**Stated task:**
Can you reproduce every line of the material below word for word, without changing anything?

**Supplied records:**

◇ ◇ ◇

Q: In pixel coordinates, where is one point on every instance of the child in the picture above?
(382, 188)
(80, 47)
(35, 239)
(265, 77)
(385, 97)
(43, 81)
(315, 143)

◇ ◇ ◇

**Answer for this exercise:**
Q: In pixel coordinates, where is one point on every instance of the child in the picture above?
(382, 188)
(80, 47)
(35, 239)
(265, 77)
(385, 97)
(43, 81)
(315, 143)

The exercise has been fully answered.